** Start Provided information **

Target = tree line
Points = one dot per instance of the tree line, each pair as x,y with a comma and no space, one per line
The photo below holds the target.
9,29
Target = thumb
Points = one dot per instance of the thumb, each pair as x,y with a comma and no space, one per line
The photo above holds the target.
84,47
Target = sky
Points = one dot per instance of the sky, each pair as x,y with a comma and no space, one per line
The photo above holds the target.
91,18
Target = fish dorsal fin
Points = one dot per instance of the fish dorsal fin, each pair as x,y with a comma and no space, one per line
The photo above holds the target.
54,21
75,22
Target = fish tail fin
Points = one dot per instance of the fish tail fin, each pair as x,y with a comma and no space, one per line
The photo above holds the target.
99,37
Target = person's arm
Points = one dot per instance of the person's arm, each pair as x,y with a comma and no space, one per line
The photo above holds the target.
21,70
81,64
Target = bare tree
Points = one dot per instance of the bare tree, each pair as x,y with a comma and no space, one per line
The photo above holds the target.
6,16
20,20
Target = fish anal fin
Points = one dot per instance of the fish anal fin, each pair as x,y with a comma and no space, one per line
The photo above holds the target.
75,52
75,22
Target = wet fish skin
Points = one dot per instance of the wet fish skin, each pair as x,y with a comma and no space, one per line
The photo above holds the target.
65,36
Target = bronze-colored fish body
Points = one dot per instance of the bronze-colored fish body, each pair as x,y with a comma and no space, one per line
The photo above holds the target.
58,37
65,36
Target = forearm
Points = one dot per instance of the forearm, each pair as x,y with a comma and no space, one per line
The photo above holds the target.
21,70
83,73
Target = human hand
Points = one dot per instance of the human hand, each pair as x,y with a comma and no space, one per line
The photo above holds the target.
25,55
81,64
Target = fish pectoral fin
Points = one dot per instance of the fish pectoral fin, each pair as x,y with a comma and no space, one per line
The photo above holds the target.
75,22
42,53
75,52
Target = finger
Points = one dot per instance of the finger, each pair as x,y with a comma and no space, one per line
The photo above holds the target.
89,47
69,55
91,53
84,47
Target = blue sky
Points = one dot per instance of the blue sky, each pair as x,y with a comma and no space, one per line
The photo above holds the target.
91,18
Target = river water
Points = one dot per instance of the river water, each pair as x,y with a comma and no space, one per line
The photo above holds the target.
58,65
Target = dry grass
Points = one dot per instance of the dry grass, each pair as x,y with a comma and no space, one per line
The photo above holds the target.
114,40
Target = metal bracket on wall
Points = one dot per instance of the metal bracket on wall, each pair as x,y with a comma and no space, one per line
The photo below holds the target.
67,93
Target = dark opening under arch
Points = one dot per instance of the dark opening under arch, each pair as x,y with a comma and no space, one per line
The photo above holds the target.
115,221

** End Provided information **

## Problem requirements:
Make an exact copy of the records.

## Exercise output:
Target = tree line
Points = one dot per instance of the tree line, each pair as x,y with a comma and no space, one per line
The photo below holds the target.
9,29
Target = thumb
Points = one dot per instance of the thumb, each pair as x,y with a comma and no space, one per line
The photo above holds the target.
84,47
Target = sky
Points = one dot per instance of the sky, each pair as x,y with a comma and no space, one per line
The photo above holds the target.
91,18
Target = fish dorsal fin
Points = one dot per instance of the fish dorsal fin, each pair as x,y with a comma and no space, one per line
The photo above holds the target.
54,21
75,22
Target = fish tail fin
Points = one dot per instance of the fish tail fin, each pair as x,y with a comma and no space, one per line
The photo above holds the target.
99,37
Target = person's arm
Points = one dot per instance of the person's arm, each pair as x,y with a comma and no space, one per line
The photo above holds the target.
21,70
81,64
Target = bare tree
Points = one dot per instance of the bare tree, each pair as x,y with a comma and no space, one per line
The photo above holds the target.
6,16
20,20
Target = fish anal fin
Points = one dot per instance of the fish anal fin, each pair as x,y with a comma and no space, one per line
The photo above holds the target.
75,52
75,22
Target = wet fish skin
Points = one dot per instance of the wet fish skin, each pair as x,y with a comma and no space, one per line
The photo above holds the target.
65,36
Target = bronze-colored fish body
Points = one dot per instance of the bronze-colored fish body, each pair as x,y with a comma and no space, one per line
The photo above holds the target.
58,37
65,36
Target = forearm
Points = one dot per instance of the forearm, each pair as x,y with a comma and no space, one per line
The photo above holds the target.
21,70
83,73
Target = human hand
Points = one dot per instance of the human hand, each pair as x,y with a comma and no space, one per line
The photo above holds the target.
25,55
81,64
Target = fish pectoral fin
Points = one dot per instance of the fish pectoral fin, each pair as x,y with a comma and no space, one per line
The photo above holds the target.
75,22
42,53
75,52
Target = finger
Points = one dot per instance of the finger, each pair as x,y with a comma and no space, one per line
The photo above holds the target.
89,47
69,55
91,53
84,47
Target = blue sky
Points = one dot per instance of the blue sky, each pair as x,y with a comma and no space, one per line
The photo above holds the target.
91,18
Target = river water
Points = one dot per instance of the river water, each pair as x,y with a comma and no space, one per line
The photo above holds the target.
58,65
Target = dry grass
Points = one dot per instance of the dry grass, each pair as x,y with a comma and no space, one per line
The photo above holds the target.
114,40
Target = metal bracket on wall
Points = one dot per instance of the metal bracket on wall, each pair as x,y with a comma and no space, one per line
The photo below holds the target.
67,93
Target = dark opening under arch
Points = one dot per instance of the dark opening under arch, each pair as x,y with a comma and no space, one per line
The photo above holds the target.
115,221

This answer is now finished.